-- SET TASK --
Output, word for word, every line from the line with "Target: red and white net antenna" through the final line of the data below.

-- MATERIAL SUPPLIED --
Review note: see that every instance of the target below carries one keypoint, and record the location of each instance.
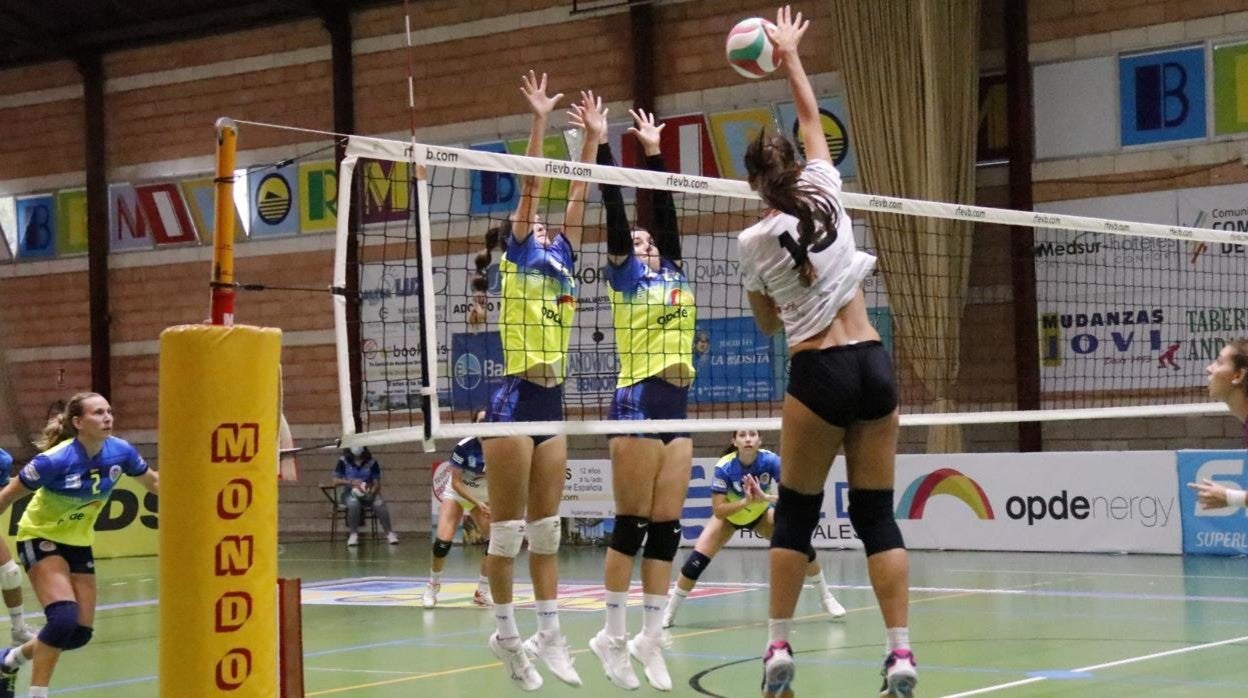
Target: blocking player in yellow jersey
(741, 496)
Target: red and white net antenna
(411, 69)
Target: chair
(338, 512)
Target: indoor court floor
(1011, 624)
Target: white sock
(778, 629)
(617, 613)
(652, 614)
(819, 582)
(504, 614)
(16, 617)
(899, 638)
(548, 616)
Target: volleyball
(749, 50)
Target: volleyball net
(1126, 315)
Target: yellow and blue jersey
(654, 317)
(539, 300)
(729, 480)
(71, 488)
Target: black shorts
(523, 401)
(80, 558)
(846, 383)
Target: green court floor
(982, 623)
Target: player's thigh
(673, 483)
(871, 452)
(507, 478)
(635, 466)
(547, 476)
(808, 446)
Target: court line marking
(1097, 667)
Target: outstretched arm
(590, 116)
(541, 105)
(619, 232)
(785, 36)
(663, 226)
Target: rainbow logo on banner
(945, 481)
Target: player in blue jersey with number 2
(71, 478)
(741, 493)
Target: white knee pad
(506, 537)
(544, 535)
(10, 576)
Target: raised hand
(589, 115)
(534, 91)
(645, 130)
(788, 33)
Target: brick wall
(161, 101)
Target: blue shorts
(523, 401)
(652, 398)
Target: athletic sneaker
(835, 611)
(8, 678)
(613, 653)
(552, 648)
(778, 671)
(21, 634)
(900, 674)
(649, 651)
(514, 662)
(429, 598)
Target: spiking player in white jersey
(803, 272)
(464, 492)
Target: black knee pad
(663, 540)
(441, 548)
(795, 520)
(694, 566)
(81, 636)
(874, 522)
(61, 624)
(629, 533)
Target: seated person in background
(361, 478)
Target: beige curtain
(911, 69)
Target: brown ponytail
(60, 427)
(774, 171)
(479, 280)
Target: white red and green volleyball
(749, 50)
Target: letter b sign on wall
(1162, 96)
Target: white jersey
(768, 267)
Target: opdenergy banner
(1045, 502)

-- FINAL RESULT --
Target: red and white net antenna
(411, 69)
Target: chair
(338, 512)
Target: indoor court floor
(1011, 624)
Target: white sock
(778, 629)
(617, 613)
(652, 614)
(819, 582)
(504, 614)
(16, 617)
(899, 638)
(548, 616)
Target: volleyball
(749, 50)
Target: volleyball net
(1126, 315)
Target: yellow and blue jersey
(654, 317)
(539, 300)
(729, 480)
(71, 488)
Target: black shorts
(523, 401)
(80, 558)
(846, 383)
Target: green court floor
(982, 623)
Target: player's thigh
(673, 483)
(871, 452)
(507, 478)
(635, 466)
(547, 476)
(808, 446)
Target: court line marking
(1097, 667)
Target: outstretched arm
(590, 116)
(541, 105)
(619, 232)
(785, 36)
(663, 226)
Target: rainbow logo on banner
(945, 481)
Target: player in blue jersey with number 2
(71, 478)
(741, 493)
Target: white knee pad
(506, 537)
(544, 535)
(10, 576)
Target: raised hand
(589, 115)
(534, 91)
(645, 130)
(788, 33)
Target: brick wall
(161, 101)
Target: blue shorts
(523, 401)
(652, 398)
Target: athletic sneaker
(835, 611)
(8, 678)
(613, 653)
(552, 648)
(778, 671)
(21, 634)
(900, 674)
(649, 651)
(514, 662)
(429, 598)
Target: spiking player in white jersey
(803, 272)
(464, 492)
Target: black knee pad
(663, 540)
(441, 548)
(795, 520)
(694, 566)
(81, 636)
(874, 522)
(61, 624)
(629, 533)
Target: seated person in background
(361, 478)
Target: beige curtain
(911, 69)
Target: brown ponytail
(60, 427)
(774, 171)
(479, 280)
Target: white red and green volleyball
(749, 50)
Target: letter b sign on wall
(1162, 96)
Target: white jersey
(768, 267)
Target: opdenergy banner
(1045, 502)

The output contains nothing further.